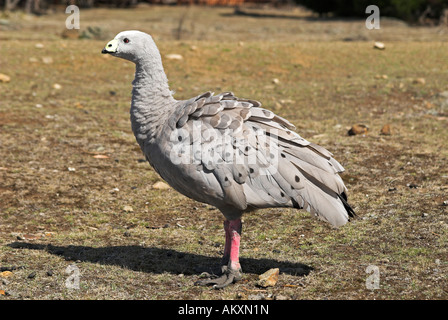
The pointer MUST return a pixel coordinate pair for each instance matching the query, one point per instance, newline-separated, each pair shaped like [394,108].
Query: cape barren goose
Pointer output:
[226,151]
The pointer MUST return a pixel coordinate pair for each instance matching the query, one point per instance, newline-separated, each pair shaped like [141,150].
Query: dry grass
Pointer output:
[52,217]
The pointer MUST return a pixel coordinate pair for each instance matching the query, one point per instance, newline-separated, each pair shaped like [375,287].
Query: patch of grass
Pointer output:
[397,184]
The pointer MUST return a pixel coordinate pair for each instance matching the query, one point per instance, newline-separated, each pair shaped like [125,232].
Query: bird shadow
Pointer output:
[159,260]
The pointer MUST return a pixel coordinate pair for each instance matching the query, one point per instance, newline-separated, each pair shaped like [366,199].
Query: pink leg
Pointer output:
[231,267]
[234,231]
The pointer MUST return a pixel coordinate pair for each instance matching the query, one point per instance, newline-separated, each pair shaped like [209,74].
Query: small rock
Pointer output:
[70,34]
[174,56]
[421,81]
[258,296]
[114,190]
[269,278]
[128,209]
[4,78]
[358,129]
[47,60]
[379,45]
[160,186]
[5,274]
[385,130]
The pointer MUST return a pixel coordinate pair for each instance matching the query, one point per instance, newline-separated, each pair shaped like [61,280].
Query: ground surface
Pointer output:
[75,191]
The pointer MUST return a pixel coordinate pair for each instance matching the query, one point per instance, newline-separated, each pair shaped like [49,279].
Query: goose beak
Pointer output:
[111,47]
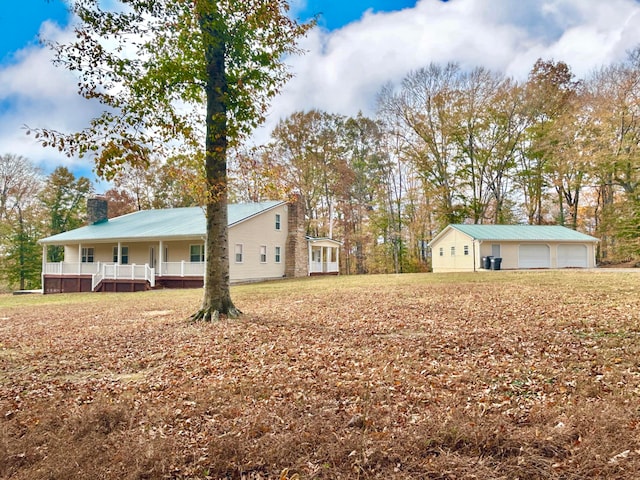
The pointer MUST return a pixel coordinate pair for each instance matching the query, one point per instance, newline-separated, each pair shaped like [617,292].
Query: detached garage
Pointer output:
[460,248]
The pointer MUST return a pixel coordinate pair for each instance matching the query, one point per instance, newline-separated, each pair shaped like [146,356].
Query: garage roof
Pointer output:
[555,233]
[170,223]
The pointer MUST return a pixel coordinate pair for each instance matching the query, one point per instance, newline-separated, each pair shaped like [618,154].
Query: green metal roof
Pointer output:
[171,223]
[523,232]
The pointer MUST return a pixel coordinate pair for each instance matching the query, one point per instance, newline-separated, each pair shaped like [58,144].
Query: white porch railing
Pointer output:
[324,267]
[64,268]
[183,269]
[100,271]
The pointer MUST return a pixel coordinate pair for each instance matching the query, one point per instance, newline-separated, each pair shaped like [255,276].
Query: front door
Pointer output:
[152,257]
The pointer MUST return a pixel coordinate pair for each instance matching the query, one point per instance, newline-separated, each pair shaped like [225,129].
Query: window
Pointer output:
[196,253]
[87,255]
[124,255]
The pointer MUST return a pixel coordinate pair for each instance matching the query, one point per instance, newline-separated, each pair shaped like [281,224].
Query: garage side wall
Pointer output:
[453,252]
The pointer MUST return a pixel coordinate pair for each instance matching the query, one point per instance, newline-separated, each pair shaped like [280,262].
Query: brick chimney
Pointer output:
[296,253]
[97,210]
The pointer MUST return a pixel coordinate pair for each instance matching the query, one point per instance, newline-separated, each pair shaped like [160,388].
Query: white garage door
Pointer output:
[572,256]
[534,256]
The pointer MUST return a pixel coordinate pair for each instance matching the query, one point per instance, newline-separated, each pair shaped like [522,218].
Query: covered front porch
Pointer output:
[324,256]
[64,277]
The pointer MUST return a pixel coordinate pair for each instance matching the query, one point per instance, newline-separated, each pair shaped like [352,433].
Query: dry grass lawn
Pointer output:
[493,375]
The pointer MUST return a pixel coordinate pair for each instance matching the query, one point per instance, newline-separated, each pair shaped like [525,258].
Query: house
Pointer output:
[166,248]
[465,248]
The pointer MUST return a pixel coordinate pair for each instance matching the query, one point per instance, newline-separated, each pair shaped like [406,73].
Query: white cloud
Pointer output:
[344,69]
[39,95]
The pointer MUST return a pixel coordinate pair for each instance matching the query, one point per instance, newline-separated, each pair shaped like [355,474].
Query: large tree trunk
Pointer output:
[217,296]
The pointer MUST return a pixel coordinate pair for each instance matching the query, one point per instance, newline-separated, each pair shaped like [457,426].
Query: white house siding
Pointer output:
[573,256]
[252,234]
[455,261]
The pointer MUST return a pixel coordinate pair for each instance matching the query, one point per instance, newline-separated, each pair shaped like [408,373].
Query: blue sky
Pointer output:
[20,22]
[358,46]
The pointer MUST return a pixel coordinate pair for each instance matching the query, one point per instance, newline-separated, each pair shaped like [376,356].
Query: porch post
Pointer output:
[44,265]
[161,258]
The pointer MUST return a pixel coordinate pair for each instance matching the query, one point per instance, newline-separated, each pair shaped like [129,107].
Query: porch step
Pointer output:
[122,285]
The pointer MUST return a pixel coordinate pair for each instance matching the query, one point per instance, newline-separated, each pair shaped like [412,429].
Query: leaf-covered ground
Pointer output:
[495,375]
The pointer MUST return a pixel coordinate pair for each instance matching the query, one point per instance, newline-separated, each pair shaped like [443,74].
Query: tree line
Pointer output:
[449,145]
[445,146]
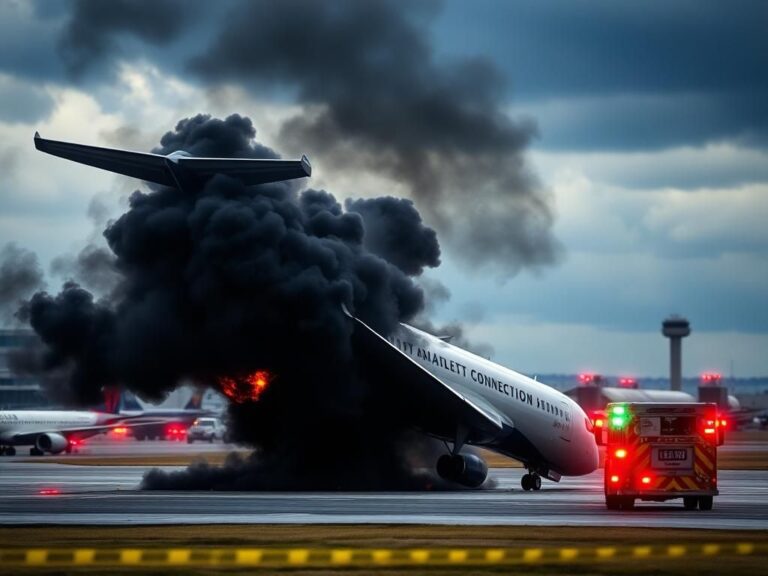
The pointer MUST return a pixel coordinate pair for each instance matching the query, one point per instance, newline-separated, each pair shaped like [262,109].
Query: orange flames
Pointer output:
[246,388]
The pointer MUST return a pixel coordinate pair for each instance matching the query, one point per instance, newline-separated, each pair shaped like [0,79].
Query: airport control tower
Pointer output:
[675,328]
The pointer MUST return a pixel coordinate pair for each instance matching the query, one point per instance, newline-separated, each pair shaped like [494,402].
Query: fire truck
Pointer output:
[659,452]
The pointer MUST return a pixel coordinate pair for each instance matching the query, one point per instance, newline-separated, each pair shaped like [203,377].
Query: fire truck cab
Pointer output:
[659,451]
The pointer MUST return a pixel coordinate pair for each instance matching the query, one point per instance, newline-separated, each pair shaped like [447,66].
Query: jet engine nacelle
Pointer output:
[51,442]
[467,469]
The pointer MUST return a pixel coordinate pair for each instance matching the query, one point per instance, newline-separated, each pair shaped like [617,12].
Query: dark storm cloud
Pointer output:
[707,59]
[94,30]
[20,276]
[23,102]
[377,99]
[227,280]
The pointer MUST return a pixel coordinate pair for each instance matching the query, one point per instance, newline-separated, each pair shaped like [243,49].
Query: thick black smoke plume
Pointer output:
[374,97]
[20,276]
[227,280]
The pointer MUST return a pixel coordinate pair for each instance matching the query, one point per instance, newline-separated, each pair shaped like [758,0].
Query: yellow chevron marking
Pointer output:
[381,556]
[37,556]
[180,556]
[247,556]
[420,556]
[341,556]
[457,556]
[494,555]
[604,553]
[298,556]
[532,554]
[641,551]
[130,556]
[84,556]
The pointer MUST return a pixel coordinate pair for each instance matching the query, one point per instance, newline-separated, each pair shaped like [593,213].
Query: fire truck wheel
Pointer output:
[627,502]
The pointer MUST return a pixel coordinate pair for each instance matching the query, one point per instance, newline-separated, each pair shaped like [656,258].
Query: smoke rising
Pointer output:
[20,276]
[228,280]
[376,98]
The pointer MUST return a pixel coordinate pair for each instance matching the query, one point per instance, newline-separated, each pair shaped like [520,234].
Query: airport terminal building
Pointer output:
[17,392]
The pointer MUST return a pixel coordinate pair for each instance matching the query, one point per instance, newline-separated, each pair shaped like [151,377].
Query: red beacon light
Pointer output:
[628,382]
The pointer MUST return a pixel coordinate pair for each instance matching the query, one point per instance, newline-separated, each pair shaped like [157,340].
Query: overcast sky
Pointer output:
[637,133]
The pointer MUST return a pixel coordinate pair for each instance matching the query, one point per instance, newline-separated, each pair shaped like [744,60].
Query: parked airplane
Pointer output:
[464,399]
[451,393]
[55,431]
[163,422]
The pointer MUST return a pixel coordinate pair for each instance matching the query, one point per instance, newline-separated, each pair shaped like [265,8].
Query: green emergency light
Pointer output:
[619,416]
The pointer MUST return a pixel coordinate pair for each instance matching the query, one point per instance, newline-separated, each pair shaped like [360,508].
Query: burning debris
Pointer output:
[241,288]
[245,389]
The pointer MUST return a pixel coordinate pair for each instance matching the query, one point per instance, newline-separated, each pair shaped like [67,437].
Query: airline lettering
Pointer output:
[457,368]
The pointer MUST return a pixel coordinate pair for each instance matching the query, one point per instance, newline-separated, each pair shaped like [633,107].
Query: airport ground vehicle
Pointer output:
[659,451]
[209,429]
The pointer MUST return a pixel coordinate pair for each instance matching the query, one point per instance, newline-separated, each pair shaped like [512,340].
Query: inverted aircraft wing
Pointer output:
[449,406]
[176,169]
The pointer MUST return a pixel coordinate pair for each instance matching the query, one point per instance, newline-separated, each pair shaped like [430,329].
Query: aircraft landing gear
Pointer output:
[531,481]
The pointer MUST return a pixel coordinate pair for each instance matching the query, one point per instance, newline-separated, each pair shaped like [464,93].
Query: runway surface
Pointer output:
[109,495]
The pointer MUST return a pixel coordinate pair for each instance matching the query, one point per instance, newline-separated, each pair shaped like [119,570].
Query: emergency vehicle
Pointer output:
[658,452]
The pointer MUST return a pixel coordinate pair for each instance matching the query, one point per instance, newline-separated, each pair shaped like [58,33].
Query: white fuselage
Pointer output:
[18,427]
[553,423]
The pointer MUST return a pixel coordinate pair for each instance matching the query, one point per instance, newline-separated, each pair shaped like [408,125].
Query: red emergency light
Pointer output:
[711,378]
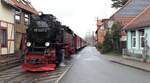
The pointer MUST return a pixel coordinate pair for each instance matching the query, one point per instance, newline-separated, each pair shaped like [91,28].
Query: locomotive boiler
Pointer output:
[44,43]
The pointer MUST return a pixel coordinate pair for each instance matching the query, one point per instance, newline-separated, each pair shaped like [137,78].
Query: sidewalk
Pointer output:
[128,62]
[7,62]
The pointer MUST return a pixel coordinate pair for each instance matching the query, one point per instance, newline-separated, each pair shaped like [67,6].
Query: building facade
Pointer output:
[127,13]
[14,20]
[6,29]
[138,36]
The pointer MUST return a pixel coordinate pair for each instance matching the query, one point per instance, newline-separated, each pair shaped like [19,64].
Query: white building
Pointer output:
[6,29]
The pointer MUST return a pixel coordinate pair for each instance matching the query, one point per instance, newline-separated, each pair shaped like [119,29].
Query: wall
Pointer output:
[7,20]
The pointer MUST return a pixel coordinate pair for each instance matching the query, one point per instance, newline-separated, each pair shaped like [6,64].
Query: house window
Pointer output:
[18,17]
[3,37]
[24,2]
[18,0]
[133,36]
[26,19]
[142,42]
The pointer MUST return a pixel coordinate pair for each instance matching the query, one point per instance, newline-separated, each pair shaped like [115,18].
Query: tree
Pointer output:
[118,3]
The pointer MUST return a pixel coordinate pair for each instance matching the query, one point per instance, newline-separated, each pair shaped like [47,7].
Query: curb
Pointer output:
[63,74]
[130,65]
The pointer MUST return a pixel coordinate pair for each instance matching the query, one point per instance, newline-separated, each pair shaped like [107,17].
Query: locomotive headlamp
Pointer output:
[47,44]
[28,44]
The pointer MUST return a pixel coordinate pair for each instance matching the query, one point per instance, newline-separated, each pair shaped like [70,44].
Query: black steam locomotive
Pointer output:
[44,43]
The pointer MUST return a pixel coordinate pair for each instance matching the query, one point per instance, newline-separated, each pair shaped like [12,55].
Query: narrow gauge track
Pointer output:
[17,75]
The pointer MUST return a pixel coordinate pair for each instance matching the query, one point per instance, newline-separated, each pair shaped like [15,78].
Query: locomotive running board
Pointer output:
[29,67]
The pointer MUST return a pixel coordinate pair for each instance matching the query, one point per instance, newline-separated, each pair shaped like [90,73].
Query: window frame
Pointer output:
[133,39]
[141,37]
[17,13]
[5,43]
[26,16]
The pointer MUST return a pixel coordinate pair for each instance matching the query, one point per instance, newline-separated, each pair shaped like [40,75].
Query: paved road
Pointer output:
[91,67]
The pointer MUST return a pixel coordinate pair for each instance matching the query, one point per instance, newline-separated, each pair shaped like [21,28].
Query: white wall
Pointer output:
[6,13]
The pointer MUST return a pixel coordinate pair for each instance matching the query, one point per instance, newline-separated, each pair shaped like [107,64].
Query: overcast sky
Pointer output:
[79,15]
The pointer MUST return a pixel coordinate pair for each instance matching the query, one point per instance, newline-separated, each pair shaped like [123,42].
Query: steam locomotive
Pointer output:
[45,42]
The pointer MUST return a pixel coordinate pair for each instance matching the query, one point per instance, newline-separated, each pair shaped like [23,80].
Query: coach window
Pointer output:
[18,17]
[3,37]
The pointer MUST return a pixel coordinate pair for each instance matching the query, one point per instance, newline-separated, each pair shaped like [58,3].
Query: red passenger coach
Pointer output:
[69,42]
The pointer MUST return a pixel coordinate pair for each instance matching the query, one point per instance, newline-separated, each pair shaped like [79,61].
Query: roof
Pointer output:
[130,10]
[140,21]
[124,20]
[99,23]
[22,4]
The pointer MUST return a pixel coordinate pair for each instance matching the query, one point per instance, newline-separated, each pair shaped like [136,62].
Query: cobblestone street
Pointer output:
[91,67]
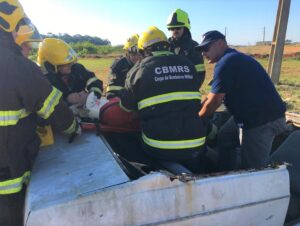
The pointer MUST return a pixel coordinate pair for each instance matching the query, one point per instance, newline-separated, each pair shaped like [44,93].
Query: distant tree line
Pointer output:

Work request: Identify each line of the material where the word "wall" shows up, and copy it.

Result of the exercise:
Query: garage side wall
Query: wall
Query: white wall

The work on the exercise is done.